WRITTEN TASK A>
Identify every line in the rows below that contains the string "striped", and copy each of those lines in full.

SELECTED EXTRACT>
::::::

What are your memories of school food “back in the day,”and how do you think school food has changed since then?
[Ed. Update: This post led to a discussion of the mysterious “Perfection Salad” that appears on the menu — check it out here, and even more retro-Jello-fun here.]
Dr. Susan Rubin says
I’m wondering how much soda and junk was in the schools in 1974. I’m sure you’ve watched King Corn, so you know that it was the Nixon administration’s head of the USDA, Earl Butz who turned things around for corn and ultimately made HFCS cheaper than sugar.
Back in the 70’s those cows were likely eating grass, not corn and soy. Therefore, that ‘beef cutlet’ might have been significantly healthier.
I, for one, was old enough to be in school in the mid ’70’s. I can personally attest that there were NO candy machines or soda machines in my school! No sugary rewards in classrooms- I would have remembered them for sure as I was quite the sugar junkie back in my teen years!
bettina elias siegel says
Susan: Your point about sugary rewards is so right-on. Just on Saturday, my daughter was offered candy bars for good performance in a local singing class, Hershey’s kisses for giving the right answers in Junior Congregation at our synagogue, and then more candy for going up to the bima after services. All that before noon!
Jessica Williams says
True, the only time we got candy was in our grab bag on Valentines Day! And that depended on who brought you one. They didn’t force us to bring for the whole class, so if you were a loner (like me), you got about 3 Dum Dum Pops total, lol!
Louise Goldberg says
I am having a chuckle at Dr. Rubin’s last sentence–I simply cannot picture her being a sugar junkie!

::::::

ENTRIES>
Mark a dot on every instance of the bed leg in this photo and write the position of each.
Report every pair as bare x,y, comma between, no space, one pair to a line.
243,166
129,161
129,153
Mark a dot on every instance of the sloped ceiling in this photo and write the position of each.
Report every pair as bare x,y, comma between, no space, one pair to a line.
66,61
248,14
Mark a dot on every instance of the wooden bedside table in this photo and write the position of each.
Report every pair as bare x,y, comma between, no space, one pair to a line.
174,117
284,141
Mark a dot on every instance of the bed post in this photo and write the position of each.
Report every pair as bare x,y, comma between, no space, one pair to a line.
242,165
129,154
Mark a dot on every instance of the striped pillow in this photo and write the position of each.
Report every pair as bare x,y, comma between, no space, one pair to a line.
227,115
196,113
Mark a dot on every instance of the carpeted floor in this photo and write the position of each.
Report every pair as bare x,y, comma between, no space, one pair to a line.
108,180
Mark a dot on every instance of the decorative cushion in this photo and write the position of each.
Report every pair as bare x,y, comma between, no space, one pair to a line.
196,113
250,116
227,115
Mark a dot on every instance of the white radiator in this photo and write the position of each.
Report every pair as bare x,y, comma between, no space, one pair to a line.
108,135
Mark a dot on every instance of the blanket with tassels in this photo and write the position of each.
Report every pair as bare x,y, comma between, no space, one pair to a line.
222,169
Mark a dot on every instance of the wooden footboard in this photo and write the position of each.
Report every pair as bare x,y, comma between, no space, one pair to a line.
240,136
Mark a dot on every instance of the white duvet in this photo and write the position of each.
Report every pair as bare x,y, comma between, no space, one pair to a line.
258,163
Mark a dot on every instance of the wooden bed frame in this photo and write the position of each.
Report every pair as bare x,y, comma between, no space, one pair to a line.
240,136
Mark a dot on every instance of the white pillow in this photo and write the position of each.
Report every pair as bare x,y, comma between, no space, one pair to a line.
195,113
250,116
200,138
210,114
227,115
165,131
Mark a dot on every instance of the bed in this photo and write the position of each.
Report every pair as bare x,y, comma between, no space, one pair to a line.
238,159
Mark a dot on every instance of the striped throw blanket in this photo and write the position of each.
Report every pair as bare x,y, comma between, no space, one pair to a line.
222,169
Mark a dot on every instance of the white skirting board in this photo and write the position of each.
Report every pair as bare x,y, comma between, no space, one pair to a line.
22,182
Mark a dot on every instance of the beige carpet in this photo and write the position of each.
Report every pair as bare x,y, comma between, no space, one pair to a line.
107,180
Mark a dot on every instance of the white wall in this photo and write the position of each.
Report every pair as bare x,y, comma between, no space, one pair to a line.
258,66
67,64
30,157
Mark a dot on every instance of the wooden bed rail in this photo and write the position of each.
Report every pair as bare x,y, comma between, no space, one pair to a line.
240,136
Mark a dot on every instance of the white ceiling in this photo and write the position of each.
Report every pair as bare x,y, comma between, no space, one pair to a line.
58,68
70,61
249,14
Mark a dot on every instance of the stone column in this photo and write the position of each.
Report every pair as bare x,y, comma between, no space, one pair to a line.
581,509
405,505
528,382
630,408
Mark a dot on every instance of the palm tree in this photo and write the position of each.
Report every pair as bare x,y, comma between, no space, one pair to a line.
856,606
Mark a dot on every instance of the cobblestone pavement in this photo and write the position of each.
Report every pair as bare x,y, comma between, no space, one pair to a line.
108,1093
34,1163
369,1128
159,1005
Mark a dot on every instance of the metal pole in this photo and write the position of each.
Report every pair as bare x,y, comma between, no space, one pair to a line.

::::::

WRITTEN TASK B>
Restate word for word the entire comment thread on school food above.

CORRECT ANSWER A>
Mark a dot on every instance of the striped pillow in this photo and write the position of each.
Mark a dot on every instance of the striped throw blanket in this photo and write the position of each.

CORRECT ANSWER B>
What are your memories of school food “back in the day,”and how do you think school food has changed since then?
[Ed. Update: This post led to a discussion of the mysterious “Perfection Salad” that appears on the menu — check it out here, and even more retro-Jello-fun here.]
Dr. Susan Rubin says
I’m wondering how much soda and junk was in the schools in 1974. I’m sure you’ve watched King Corn, so you know that it was the Nixon administration’s head of the USDA, Earl Butz who turned things around for corn and ultimately made HFCS cheaper than sugar.
Back in the 70’s those cows were likely eating grass, not corn and soy. Therefore, that ‘beef cutlet’ might have been significantly healthier.
I, for one, was old enough to be in school in the mid ’70’s. I can personally attest that there were NO candy machines or soda machines in my school! No sugary rewards in classrooms- I would have remembered them for sure as I was quite the sugar junkie back in my teen years!
bettina elias siegel says
Susan: Your point about sugary rewards is so right-on. Just on Saturday, my daughter was offered candy bars for good performance in a local singing class, Hershey’s kisses for giving the right answers in Junior Congregation at our synagogue, and then more candy for going up to the bima after services. All that before noon!
Jessica Williams says
True, the only time we got candy was in our grab bag on Valentines Day! And that depended on who brought you one. They didn’t force us to bring for the whole class, so if you were a loner (like me), you got about 3 Dum Dum Pops total, lol!
Louise Goldberg says
I am having a chuckle at Dr. Rubin’s last sentence–I simply cannot picture her being a sugar junkie!